**Text:**
Tuesday, February 17, 2015

Where I'm from: An exercise in poetry

There's a poem by George Ella Lyon called Where I'm From that provides a great writing exercise as well as a way to get to know people better. Do read her original version here, with the origin of the form.

Someone has written out a handy template here, and I used it once years ago to write my own version; now, I think the time has come for a new one. It would be fascinating, in fact, to do one every year or so, and if I have a child someday, wouldn't it be grand to do one for every year of life until they can take on their own writing? This particular template focuses a lot on the past, so perhaps there is something similar that could be used for a more current snapshot.

Here, then, is my 2015 edition. Will you join me with one of your own? I'm sure all the international locations represented by this blog and its readers can provide a surprising variety of results!

I am from island ferries, from mosquito coils and pavlova.

I am from the A-frame on the hill, red brick below, faux half-timbered above, baking in the summer heat.

**Given records:**
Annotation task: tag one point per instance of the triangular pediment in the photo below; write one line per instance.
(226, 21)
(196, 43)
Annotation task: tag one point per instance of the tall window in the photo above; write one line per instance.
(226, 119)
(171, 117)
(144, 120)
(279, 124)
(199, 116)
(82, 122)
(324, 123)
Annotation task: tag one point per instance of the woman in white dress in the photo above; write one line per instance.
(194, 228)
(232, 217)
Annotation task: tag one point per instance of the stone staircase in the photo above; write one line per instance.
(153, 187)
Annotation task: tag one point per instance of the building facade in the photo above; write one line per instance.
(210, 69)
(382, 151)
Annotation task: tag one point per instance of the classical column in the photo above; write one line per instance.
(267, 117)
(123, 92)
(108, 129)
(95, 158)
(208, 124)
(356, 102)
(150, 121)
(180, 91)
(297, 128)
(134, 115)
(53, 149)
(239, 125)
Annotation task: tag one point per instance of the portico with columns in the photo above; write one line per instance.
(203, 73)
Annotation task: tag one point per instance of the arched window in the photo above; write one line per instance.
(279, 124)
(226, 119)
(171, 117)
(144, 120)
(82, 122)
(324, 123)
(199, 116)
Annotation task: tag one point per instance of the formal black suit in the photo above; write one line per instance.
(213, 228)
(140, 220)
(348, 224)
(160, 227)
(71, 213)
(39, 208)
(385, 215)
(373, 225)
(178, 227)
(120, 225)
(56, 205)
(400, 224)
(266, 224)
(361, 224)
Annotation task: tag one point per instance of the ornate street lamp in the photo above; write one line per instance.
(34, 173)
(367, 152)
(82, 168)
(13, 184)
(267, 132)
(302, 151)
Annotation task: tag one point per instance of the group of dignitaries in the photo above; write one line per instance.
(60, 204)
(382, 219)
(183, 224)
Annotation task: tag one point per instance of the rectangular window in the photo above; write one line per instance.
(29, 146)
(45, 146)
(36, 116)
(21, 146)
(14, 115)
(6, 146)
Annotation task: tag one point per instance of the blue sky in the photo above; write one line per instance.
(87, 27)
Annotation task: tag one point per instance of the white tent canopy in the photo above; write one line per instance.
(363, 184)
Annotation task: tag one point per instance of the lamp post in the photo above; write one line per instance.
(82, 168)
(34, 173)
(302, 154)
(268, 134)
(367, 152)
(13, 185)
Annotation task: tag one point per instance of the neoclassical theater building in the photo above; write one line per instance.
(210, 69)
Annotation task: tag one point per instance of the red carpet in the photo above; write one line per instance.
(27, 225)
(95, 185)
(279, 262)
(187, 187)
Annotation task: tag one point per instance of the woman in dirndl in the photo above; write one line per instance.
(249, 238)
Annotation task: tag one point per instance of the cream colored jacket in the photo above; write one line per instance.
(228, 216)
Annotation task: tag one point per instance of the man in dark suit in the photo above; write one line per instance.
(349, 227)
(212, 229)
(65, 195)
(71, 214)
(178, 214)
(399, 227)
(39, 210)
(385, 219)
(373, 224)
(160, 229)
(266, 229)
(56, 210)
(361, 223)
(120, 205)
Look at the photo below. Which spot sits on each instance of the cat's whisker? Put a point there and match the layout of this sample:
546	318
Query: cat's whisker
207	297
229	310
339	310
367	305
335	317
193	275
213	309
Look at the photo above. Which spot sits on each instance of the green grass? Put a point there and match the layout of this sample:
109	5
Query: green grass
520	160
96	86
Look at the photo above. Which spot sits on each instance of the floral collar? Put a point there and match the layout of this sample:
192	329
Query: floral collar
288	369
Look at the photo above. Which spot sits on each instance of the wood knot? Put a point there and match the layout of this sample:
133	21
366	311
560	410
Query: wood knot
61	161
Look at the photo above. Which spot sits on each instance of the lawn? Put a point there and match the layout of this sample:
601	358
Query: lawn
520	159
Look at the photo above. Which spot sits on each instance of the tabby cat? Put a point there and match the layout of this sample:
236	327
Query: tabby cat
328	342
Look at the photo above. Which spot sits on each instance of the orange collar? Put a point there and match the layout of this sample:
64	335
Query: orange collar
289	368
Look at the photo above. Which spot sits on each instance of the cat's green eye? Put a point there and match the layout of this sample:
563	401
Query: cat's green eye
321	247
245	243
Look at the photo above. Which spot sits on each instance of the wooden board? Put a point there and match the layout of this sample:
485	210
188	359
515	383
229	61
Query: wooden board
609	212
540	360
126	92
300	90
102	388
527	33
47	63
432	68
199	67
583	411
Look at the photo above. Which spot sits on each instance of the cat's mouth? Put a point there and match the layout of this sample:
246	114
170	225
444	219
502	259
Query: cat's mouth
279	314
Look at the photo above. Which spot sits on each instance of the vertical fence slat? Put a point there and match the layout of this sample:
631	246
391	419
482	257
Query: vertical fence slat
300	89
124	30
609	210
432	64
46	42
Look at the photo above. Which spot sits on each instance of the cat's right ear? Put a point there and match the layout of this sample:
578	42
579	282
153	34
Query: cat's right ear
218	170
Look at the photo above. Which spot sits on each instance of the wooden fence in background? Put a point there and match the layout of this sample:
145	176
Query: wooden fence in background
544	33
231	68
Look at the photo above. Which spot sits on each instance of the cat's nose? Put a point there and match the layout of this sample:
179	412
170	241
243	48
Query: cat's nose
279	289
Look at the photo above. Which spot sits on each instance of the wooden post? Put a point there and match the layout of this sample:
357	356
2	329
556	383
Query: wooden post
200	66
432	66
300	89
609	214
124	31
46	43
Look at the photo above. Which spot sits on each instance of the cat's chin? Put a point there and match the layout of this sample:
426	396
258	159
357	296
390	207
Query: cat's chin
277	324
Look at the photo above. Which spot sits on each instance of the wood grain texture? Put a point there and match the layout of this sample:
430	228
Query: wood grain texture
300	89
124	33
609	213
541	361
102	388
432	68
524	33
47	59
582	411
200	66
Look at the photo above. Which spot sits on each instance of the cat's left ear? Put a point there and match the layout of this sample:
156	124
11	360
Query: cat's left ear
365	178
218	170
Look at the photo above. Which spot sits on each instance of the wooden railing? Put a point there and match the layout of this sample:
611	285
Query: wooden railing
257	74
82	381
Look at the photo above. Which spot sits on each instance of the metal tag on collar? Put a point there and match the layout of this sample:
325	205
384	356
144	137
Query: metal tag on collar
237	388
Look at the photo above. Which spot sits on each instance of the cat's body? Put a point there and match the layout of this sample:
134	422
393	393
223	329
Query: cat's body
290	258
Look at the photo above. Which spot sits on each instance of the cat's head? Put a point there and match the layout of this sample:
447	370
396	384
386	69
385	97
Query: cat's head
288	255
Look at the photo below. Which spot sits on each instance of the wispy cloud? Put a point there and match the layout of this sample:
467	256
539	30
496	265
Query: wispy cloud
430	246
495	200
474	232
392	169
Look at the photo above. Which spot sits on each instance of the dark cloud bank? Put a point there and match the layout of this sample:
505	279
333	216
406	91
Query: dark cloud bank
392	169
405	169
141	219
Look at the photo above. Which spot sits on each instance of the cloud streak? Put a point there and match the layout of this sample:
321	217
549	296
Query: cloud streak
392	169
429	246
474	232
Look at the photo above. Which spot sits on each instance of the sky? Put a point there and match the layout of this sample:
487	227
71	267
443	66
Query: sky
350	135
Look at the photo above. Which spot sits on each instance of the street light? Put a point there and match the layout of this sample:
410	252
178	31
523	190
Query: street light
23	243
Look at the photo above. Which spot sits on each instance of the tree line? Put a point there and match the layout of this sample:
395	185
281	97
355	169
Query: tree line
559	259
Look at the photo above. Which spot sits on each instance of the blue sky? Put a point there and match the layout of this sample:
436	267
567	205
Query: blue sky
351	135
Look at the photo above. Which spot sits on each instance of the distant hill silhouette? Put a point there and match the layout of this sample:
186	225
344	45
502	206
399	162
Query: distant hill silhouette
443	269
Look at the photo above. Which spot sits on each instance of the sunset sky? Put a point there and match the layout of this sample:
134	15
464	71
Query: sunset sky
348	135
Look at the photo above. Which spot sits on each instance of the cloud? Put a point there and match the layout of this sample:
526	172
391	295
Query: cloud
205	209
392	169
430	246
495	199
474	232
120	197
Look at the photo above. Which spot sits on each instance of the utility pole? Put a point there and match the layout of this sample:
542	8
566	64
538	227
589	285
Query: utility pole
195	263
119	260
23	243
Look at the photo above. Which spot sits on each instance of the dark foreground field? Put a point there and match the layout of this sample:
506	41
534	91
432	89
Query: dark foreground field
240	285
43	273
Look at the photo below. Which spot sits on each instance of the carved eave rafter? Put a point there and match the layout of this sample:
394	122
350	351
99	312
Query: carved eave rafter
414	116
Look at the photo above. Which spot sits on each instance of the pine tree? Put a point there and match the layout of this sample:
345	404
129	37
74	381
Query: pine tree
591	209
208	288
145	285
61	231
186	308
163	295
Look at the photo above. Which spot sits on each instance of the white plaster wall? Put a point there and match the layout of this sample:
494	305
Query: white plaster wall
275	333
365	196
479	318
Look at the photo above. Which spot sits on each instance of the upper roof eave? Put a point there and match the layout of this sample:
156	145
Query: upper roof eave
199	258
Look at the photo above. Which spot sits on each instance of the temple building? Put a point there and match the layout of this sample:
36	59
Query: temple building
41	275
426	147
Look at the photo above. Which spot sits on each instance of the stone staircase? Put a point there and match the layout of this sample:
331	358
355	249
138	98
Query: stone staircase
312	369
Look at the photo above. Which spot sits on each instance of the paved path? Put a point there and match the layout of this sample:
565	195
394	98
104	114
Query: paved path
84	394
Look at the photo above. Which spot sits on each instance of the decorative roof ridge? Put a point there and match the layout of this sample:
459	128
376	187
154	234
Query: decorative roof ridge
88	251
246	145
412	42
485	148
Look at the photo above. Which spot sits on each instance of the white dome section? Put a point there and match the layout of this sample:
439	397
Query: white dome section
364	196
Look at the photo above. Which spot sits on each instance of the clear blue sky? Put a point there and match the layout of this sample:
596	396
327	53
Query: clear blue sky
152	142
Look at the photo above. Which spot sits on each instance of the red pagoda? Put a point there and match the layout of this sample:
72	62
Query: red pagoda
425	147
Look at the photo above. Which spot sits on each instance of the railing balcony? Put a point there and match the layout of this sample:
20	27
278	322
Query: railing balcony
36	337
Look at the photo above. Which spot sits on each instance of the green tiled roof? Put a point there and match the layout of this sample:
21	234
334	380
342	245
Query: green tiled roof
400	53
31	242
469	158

---

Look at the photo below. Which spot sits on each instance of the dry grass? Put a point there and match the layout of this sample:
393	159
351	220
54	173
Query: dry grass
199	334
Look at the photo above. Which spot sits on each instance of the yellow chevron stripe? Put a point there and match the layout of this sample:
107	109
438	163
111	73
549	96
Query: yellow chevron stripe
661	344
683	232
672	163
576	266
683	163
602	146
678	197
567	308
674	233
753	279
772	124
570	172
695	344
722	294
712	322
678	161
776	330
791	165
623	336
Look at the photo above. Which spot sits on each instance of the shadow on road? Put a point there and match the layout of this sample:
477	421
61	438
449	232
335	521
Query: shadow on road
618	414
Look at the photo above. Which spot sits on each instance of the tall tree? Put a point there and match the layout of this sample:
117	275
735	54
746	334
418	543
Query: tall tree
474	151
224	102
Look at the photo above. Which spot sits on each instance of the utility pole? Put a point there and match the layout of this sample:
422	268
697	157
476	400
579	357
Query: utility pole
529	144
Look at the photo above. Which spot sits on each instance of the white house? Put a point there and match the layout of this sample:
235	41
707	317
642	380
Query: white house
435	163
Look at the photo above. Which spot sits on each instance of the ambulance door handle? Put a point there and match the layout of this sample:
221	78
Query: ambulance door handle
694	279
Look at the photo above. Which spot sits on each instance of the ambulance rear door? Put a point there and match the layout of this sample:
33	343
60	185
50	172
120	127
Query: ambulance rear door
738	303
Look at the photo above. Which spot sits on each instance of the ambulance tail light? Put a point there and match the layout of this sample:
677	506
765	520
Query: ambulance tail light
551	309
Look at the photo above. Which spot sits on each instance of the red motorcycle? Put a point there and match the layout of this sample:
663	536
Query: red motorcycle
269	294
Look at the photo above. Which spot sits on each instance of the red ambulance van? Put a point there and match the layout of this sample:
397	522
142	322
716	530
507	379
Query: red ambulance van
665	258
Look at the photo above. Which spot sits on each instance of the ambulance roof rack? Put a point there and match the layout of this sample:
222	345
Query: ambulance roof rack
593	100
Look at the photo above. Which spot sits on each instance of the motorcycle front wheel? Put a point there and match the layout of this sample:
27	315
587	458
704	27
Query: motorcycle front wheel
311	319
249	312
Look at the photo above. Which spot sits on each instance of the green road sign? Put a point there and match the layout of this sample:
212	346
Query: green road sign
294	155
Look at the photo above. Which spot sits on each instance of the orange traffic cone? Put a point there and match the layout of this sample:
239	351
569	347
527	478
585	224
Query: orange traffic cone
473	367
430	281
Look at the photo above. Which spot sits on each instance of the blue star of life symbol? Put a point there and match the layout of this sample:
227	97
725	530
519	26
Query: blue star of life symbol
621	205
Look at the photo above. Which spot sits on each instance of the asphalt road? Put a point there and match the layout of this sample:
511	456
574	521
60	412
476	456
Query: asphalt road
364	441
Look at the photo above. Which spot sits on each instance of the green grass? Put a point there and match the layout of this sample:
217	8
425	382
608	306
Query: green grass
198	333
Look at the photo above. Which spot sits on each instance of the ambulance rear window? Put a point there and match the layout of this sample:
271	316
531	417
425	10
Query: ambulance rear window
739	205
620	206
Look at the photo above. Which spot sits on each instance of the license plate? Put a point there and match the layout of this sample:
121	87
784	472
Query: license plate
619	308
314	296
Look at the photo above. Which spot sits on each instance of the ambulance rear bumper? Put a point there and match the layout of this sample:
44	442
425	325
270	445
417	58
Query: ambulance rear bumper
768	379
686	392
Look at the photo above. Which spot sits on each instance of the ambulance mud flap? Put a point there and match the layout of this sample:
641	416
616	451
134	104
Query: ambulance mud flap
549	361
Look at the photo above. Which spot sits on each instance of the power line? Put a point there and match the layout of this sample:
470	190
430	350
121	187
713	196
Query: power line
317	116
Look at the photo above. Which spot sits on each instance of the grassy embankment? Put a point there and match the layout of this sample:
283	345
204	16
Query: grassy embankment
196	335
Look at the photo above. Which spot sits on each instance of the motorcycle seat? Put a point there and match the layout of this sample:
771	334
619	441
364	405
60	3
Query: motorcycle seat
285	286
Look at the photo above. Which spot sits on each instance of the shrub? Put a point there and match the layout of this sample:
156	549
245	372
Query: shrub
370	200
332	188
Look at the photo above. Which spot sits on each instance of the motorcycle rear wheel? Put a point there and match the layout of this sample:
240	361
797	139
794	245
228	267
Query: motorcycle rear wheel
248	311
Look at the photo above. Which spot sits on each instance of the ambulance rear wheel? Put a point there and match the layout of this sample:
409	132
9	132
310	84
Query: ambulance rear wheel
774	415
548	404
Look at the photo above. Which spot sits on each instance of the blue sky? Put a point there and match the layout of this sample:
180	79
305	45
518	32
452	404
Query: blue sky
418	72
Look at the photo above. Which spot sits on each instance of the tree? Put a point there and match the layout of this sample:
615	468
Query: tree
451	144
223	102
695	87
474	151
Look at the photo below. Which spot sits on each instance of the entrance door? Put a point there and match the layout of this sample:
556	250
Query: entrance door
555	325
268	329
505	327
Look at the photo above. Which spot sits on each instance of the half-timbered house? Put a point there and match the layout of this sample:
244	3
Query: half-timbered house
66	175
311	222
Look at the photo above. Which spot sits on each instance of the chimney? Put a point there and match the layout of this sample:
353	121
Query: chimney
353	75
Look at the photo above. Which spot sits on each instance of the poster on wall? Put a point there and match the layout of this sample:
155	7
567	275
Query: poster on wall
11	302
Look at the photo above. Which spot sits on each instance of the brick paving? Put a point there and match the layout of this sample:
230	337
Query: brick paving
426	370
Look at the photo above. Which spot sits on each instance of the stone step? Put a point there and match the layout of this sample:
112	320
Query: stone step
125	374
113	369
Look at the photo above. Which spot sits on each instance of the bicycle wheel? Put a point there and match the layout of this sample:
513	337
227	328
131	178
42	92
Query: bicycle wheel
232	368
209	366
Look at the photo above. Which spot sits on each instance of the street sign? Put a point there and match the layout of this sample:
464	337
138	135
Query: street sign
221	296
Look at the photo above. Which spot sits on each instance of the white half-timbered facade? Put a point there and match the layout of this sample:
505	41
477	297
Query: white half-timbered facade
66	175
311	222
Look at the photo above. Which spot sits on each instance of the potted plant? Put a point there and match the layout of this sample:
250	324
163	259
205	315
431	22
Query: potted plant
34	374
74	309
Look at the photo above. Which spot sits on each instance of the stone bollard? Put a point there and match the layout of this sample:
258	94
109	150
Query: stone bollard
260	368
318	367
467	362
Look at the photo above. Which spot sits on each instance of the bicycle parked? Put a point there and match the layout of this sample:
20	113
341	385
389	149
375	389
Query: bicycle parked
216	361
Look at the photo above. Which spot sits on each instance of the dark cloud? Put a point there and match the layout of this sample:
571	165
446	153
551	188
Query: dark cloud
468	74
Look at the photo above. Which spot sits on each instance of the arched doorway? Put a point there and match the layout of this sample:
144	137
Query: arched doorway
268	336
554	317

--

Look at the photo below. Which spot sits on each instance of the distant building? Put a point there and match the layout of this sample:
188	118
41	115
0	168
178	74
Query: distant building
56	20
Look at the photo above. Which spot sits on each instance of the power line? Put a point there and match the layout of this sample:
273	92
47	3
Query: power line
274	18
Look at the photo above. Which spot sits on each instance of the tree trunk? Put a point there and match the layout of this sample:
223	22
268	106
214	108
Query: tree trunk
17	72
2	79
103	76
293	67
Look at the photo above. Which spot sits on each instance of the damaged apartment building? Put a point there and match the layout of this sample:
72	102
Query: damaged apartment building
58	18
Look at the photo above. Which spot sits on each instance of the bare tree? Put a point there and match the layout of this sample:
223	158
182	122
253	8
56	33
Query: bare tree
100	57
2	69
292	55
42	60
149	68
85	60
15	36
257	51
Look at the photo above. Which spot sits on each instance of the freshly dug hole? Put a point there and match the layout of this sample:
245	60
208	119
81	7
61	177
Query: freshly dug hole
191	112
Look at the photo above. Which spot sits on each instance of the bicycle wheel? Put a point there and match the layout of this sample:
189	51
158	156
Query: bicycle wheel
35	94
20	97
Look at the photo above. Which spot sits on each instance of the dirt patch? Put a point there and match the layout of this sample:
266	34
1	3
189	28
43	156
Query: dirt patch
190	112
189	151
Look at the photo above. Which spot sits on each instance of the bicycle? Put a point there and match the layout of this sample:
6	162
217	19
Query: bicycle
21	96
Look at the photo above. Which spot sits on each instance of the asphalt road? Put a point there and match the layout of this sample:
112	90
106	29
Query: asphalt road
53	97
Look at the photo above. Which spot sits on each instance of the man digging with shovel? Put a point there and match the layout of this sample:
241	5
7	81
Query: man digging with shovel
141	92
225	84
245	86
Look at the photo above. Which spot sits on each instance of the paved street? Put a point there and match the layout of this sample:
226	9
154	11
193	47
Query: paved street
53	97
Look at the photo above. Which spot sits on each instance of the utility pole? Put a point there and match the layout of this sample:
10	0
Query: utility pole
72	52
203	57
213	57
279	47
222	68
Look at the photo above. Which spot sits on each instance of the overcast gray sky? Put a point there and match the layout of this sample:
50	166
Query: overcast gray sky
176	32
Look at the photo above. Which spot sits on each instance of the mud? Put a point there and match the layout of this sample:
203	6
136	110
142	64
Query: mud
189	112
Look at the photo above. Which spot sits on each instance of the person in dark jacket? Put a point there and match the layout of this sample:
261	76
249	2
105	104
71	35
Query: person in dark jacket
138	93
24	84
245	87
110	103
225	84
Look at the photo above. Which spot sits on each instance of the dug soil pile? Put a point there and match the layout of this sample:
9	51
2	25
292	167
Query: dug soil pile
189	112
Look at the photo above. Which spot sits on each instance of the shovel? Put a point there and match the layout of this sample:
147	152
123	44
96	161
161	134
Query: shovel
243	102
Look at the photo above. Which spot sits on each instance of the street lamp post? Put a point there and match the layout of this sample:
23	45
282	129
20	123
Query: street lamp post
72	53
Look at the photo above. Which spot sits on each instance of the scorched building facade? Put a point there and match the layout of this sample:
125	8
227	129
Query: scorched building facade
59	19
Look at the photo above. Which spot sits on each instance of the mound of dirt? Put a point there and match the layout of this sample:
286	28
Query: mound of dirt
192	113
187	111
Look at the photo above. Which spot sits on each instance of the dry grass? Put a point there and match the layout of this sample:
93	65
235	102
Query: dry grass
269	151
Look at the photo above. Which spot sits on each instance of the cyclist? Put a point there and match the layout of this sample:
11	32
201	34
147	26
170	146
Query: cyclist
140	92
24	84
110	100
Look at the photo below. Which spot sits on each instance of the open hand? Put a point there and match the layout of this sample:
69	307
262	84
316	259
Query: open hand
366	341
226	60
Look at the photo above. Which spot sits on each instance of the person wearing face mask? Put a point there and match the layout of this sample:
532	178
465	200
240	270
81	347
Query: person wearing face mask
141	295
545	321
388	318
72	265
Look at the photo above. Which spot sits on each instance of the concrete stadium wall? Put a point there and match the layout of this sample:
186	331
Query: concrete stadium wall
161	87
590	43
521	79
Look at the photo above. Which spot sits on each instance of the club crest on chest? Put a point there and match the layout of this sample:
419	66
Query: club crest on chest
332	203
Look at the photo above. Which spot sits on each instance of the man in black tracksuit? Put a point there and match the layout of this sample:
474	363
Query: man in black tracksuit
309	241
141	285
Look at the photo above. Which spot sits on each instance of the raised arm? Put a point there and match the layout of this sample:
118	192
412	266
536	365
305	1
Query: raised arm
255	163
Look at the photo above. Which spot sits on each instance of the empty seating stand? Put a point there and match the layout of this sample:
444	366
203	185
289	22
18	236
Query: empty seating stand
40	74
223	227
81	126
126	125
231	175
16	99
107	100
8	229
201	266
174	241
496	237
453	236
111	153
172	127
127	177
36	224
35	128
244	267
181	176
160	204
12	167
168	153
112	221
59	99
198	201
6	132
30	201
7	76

**Exercise set:**
A – Quote the blog post between "There's a poem" and "more current snapshot.", inclusive.
B – Answer these from the blog post:
(i) Who wrote the poem "Where I'm From"?
(ii) What year does the writer give for this edition?
(iii) What three things does the first "I am from" line name?

**Task results:**
A –
There's a poem by George Ella Lyon called Where I'm From that provides a great writing exercise as well as a way to get to know people better. Do read her original version here, with the origin of the form.

Someone has written out a handy template here, and I used it once years ago to write my own version; now, I think the time has come for a new one. It would be fascinating, in fact, to do one every year or so, and if I have a child someday, wouldn't it be grand to do one for every year of life until they can take on their own writing? This particular template focuses a lot on the past, so perhaps there is something similar that could be used for a more current snapshot.

B –
(i) George Ella Lyon
(ii) 2015
(iii) Island ferries, mosquito coils and pavlova